■ **Exercise passage**:
········

Causes and Prevention of Eczema in Dogs

Source: PetWave, Updated on July 16, 2015
Eczema

Causes of Canine Eczema

Canine skin can become inflamed for any number of reasons, including contact with, ingestion of or inhalation of chemical, plant, dust or other substances; mechanical irritants, inclement weather conditions (extreme heat, cold, dryness or humidity); parasite or insect bites; poor nutrition; and viral, bacterial, fungal or yeast-based infections, among other things. Many times, the superficial sores associated with eczema are caused by self-trauma (licking, biting, chewing, scratching, rubbing), such as in response to fleas, lice, mites or other external parasites.

So-called skin allergies, medically referred to as atopy or atopic dermatitis, can also lead to the classic skin lesions of eczema. Atopy is a largely hereditary autoimmune disorder in which the dog develops a highly itchy (pruritic) reaction to environmental stimuli that normally do not cause that reaction in other dogs. Eczema is sometimes associated with systemic illness as well.

········

■ **Entries shown**:
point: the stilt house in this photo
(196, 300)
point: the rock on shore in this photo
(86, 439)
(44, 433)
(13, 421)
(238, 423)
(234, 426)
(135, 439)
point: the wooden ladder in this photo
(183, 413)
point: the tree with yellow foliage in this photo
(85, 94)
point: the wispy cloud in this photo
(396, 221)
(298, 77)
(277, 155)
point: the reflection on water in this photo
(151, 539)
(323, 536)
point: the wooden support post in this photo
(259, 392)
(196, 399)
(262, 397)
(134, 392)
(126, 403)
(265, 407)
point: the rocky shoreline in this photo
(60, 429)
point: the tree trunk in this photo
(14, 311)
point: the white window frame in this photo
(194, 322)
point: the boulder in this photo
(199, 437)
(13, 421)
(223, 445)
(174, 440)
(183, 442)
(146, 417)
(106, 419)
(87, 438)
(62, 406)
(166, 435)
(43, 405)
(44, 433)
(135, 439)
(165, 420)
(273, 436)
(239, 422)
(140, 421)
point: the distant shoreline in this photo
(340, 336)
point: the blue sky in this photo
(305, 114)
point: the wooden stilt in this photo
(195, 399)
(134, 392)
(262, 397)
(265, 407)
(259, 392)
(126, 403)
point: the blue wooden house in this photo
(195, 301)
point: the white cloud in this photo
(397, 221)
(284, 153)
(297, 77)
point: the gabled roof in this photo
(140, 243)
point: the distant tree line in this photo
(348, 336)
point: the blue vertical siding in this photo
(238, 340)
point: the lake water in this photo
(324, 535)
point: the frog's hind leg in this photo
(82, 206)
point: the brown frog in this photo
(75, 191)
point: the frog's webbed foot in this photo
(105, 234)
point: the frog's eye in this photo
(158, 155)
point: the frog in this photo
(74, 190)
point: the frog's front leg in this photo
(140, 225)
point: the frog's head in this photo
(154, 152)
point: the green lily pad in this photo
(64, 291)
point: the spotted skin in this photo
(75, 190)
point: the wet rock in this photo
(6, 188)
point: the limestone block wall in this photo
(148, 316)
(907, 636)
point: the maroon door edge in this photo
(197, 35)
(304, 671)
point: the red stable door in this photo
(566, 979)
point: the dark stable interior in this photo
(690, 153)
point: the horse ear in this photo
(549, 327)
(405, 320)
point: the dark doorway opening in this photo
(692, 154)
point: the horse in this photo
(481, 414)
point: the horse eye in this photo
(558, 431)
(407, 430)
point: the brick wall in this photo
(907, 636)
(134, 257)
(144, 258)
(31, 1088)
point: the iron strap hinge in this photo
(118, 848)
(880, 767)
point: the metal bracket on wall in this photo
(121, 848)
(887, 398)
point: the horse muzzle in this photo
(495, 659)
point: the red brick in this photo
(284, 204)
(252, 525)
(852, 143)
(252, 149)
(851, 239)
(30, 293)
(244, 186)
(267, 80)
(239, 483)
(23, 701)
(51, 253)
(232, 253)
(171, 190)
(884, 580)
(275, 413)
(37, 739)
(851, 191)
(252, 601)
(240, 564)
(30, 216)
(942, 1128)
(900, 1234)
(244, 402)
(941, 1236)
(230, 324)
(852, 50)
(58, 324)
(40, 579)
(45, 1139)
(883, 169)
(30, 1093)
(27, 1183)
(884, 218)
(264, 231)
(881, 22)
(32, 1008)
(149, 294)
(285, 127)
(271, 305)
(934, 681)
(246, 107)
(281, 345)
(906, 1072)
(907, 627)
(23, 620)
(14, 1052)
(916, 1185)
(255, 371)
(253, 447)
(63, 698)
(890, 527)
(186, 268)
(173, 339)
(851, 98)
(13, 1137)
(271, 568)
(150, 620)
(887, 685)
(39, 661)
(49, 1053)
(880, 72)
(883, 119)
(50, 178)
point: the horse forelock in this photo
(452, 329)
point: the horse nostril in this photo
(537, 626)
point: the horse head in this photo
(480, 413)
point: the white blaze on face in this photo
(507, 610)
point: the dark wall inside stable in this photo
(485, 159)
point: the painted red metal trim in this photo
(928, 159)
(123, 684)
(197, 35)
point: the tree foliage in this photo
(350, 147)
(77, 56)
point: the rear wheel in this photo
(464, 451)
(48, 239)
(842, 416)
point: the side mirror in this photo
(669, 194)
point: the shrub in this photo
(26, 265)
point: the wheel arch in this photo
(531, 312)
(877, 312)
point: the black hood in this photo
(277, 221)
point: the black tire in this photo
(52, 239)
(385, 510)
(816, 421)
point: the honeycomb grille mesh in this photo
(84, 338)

········

Continue the passage on the causes of canine eczema, beginning after its final sentence.

■ **Response below**:
Preventing Eczema

Since eczema is not an illness or disease, it is difficult to discuss preventing it without addressing its underlying cause – which, as described above, can be wide-ranging and highly diverse. If flea infestation is causing the skin irritation, appropriate steps should be taken to remove fleas from the dog’s environment. If immune-mediated allergies are involved, the veterinarian can suggest a diagnostic protocol to identify the source of those allergies. If the dog has contact allergies to chemical substances, it should be kept away from those substances. Basically, preventing the symptoms of eczema requires a persistent hunt for the cause of the condition in the individual dog.

Special Notes

The symptoms of skin irritation and inflammation in dogs are especially difficult for many owners to deal with, in part because their pets are so obviously in discomfort and sometimes the cause of the condition are quite difficult to identify. However, with persistence and a good local veterinarian, most cases can be managed.